• What the task requires:
Could you repeat every record exactly as it appears?

• Information provided:
══════════

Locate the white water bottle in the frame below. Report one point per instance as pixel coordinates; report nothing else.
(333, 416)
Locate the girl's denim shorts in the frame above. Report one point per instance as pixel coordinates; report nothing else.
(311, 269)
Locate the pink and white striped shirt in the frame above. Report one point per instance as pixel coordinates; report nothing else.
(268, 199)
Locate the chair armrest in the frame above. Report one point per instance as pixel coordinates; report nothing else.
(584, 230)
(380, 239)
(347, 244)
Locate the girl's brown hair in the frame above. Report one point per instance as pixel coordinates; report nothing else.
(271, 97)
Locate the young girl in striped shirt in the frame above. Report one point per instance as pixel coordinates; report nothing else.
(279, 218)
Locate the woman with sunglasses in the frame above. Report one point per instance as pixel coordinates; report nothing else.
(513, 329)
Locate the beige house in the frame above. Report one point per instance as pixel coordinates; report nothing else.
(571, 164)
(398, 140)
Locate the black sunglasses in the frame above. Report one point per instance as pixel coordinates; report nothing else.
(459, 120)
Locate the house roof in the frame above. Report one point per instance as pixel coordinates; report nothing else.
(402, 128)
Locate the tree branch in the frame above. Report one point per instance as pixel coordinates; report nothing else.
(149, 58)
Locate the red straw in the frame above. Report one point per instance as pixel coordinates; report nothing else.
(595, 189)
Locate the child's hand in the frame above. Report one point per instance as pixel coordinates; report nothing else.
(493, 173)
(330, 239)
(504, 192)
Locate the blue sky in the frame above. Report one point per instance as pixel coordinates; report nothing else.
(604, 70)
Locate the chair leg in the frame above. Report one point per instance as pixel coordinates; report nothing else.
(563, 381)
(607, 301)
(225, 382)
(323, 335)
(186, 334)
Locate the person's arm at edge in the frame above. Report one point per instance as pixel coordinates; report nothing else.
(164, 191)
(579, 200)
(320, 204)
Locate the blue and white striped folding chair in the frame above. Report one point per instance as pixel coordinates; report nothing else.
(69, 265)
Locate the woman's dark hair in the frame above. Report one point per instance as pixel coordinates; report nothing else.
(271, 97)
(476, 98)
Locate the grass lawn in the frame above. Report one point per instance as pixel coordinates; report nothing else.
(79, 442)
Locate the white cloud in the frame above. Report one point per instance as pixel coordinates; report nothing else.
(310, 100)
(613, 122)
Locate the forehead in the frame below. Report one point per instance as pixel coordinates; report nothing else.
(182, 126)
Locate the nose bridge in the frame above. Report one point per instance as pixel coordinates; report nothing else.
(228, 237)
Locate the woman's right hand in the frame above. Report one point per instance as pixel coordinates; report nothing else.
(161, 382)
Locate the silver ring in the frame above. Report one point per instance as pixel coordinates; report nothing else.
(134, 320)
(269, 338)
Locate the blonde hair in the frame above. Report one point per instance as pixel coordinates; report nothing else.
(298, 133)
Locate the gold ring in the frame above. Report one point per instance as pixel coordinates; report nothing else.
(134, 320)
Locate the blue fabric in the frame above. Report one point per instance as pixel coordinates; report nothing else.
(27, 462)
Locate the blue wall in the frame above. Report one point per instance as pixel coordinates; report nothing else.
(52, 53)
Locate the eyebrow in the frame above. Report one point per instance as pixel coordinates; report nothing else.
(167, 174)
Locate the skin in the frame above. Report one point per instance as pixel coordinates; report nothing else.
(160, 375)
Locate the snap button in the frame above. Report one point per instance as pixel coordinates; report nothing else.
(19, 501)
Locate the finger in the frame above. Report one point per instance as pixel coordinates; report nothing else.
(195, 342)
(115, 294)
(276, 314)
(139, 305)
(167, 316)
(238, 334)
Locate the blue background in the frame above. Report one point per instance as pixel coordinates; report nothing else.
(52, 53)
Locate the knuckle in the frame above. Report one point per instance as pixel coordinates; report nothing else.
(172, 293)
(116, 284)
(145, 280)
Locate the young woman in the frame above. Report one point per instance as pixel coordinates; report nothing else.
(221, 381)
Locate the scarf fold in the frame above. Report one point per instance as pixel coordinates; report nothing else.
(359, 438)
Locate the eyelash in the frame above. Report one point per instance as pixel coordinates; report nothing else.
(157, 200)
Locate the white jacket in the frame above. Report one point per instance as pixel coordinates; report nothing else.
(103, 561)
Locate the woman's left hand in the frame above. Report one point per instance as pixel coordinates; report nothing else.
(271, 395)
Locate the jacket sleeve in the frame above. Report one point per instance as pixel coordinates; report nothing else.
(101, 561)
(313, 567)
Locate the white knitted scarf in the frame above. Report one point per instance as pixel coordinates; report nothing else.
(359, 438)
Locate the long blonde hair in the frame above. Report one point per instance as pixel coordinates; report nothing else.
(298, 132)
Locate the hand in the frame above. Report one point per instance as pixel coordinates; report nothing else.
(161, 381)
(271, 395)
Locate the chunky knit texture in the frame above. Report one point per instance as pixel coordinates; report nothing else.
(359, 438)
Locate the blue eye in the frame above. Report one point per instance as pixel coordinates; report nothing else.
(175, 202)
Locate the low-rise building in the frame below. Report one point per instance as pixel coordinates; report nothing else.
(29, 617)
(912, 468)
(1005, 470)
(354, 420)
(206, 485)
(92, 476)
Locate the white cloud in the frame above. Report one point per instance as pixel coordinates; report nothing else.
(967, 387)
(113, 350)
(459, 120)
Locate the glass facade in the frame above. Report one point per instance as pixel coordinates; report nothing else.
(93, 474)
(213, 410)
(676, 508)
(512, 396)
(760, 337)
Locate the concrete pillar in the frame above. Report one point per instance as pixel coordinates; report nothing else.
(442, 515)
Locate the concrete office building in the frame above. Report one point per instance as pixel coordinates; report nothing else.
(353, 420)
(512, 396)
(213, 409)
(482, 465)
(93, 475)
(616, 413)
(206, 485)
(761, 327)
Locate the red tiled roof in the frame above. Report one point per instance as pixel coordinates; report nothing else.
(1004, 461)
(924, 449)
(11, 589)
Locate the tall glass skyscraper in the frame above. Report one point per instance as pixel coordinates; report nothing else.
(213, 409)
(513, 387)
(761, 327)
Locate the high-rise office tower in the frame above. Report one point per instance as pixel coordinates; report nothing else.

══════════

• Response:
Locate the white water bottle in the frame below. Report one point per instance as pixel coordinates; report nothing else.
(333, 416)
Locate the girl's denim shorts in the frame above. Report one point per instance as pixel coordinates; report nothing else.
(311, 269)
Locate the pink and white striped shirt in the frame above. Report one point per instance as pixel coordinates; report nothing else.
(268, 199)
Locate the chair armrest in the frame above. Report one point per instance as pixel coordinates; report nothing else.
(584, 230)
(380, 239)
(347, 244)
Locate the girl's brown hair in the frame above. Report one point per instance as pixel coordinates; report nothing else.
(271, 97)
Locate the young girl in striped shirt in the frame above. Report one point per instance as pixel coordinates; report nothing else.
(279, 218)
Locate the woman with sunglasses in the frame above. Report one point per instance as pixel coordinates; report nothing else.
(513, 329)
Locate the beige house in the frame above. Report one point per instance as pixel coordinates; report nothing else.
(571, 164)
(398, 140)
Locate the black sunglasses in the frame above. Report one point per instance as pixel coordinates; report nothing else.
(459, 120)
Locate the house roof in the frame above. Report one point per instance as pixel coordinates; report nothing else.
(402, 128)
Locate the tree branch in the frame above. Report one point per instance as pixel coordinates; report nothing else.
(149, 58)
Locate the red straw in the frame above. Report one point per instance as pixel coordinates; report nothing else.
(595, 189)
Locate the child's hand in the frame above. Report one point per instance as pixel coordinates; report nothing else.
(493, 173)
(330, 239)
(504, 192)
Locate the blue sky in the frame above. Report one point per instance as pixel coordinates; report nothing else.
(604, 70)
Locate the chair leg in the frame above. Report one point per instance as pixel coordinates; report nothing else.
(563, 381)
(607, 301)
(225, 382)
(323, 335)
(186, 334)
Locate the person's arm at edge in the frame above. Report one point per instance as pixel coordinates; report nothing else.
(164, 191)
(579, 200)
(320, 204)
Locate the blue and white striped folding chair in the frame above. Report one point per instance as pixel coordinates; report nothing else.
(69, 265)
Locate the woman's dark hair in the frame above. Report one point per instance as pixel coordinates; report nothing else.
(271, 97)
(476, 98)
Locate the grass lawn in the frame above. Report one point per instance as pixel coordinates; report nothing else.
(79, 442)
Locate the white cloud in the frame above. Report one point per instance as pixel coordinates; report nothing else.
(310, 100)
(613, 122)
Locate the forehead in the frame below. Report one point per instance as pixel coordinates; report nothing else.
(182, 126)
Locate the nose bridge in the frame above. Report one point per instance as pixel coordinates; report nothing else.
(228, 237)
Locate the woman's right hand in the frame above. Report one point per instance as pixel coordinates; report nothing else.
(161, 382)
Locate the silver ring in the frame above. Report one point per instance as pixel coordinates; report nothing else.
(134, 320)
(269, 338)
Locate the blonde hair in the frame above. Report one point per instance as pixel coordinates; report nothing else.
(298, 133)
Locate the gold ring in the frame above. Report one point per instance as pixel coordinates; report nothing else.
(134, 320)
Locate the blue fabric in the frame above. Report one point per instance as pixel coordinates; report nothing else.
(27, 462)
Locate the blue wall in the frame above. Report one point per instance as pixel coordinates; report nothing else.
(52, 53)
Locate the eyebrow in the frame above. Report one point per instance as pixel coordinates; report nothing else.
(167, 174)
Locate the skin in the frame above. Report one point per instance as pixel coordinates; report nothing else.
(160, 375)
Locate the snap button in the frame above. Report one point per instance as pixel coordinates; report nothing else.
(19, 501)
Locate the finger in the frame above. Report one point per instance as pixel coordinates; report nothing else.
(195, 342)
(115, 294)
(276, 314)
(139, 305)
(167, 316)
(238, 334)
Locate the blue background in the frame above. Report one point per instance as pixel coordinates; report nothing else.
(52, 53)
Locate the knuckle in the frame above. Report one point per instance as pixel coordinates; report nothing else.
(172, 293)
(116, 284)
(145, 280)
Locate the young woman in the frame above. Report one point per instance as pixel coordinates; report nothing else.
(221, 381)
Locate the scarf fold in the frame above. Report one point per instance as pixel coordinates; report nothing else.
(359, 438)
Locate the eyelash in the frame above. Report one point per instance as pixel coordinates; report nothing else.
(157, 200)
Locate the white jacket in the frame above. Report one point per instance as pixel coordinates; report nothing else.
(103, 561)
Locate the woman's left hand in the frame above. Report one point per instance as pixel coordinates; report nothing else.
(271, 395)
Locate the jacket sleeve in the frame above. Report one point per instance as pixel coordinates; report nothing else.
(101, 561)
(313, 567)
Locate the white knitted scarf in the frame above. Report one point per instance as pixel coordinates; report nothing else.
(359, 438)
Locate the long blonde hair in the frame above. Report one point per instance as pixel coordinates; report nothing else.
(298, 132)
Locate the hand in the frame above. Report one point per instance as pixel coordinates; report nothing else.
(161, 381)
(271, 395)
Locate the chunky knit texture in the frame above. Report one point per instance as pixel coordinates; report nothing else.
(359, 438)
Locate the blue eye in the frame above. Report one point per instance as pixel coordinates; report nothing else.
(175, 202)
Locate the low-rise building in the frame below. Report one point per instance as pixel coordinates; report nothing else.
(29, 617)
(912, 468)
(1005, 470)
(354, 420)
(206, 485)
(92, 476)
Locate the white cloud in the frame above. Report one point per instance as pixel coordinates; report nothing else.
(967, 387)
(113, 350)
(459, 120)
Locate the glass facade in the frame above. Report one point per instance as pixel coordinates; report nothing else.
(93, 474)
(213, 410)
(676, 508)
(512, 396)
(760, 337)
Locate the concrete pillar in the frame above. Report one point per instance as pixel coordinates; report nothing else.
(442, 515)
Locate the concrete office building in the frame above. Report one point per instance as pixel coordinates; report nothing else.
(353, 420)
(512, 396)
(213, 409)
(482, 465)
(93, 475)
(616, 413)
(206, 485)
(761, 327)
Locate the red tiled roof in the frame above. Report one point per instance as pixel coordinates; report nothing else.
(1004, 461)
(924, 449)
(11, 589)
Locate the tall glass skyscraper in the frame above. Report one point per instance as pixel coordinates; report nothing else.
(213, 409)
(513, 387)
(761, 327)
Locate the high-rise office tower in the frame above. Report one point per instance as pixel coordinates; report nothing else.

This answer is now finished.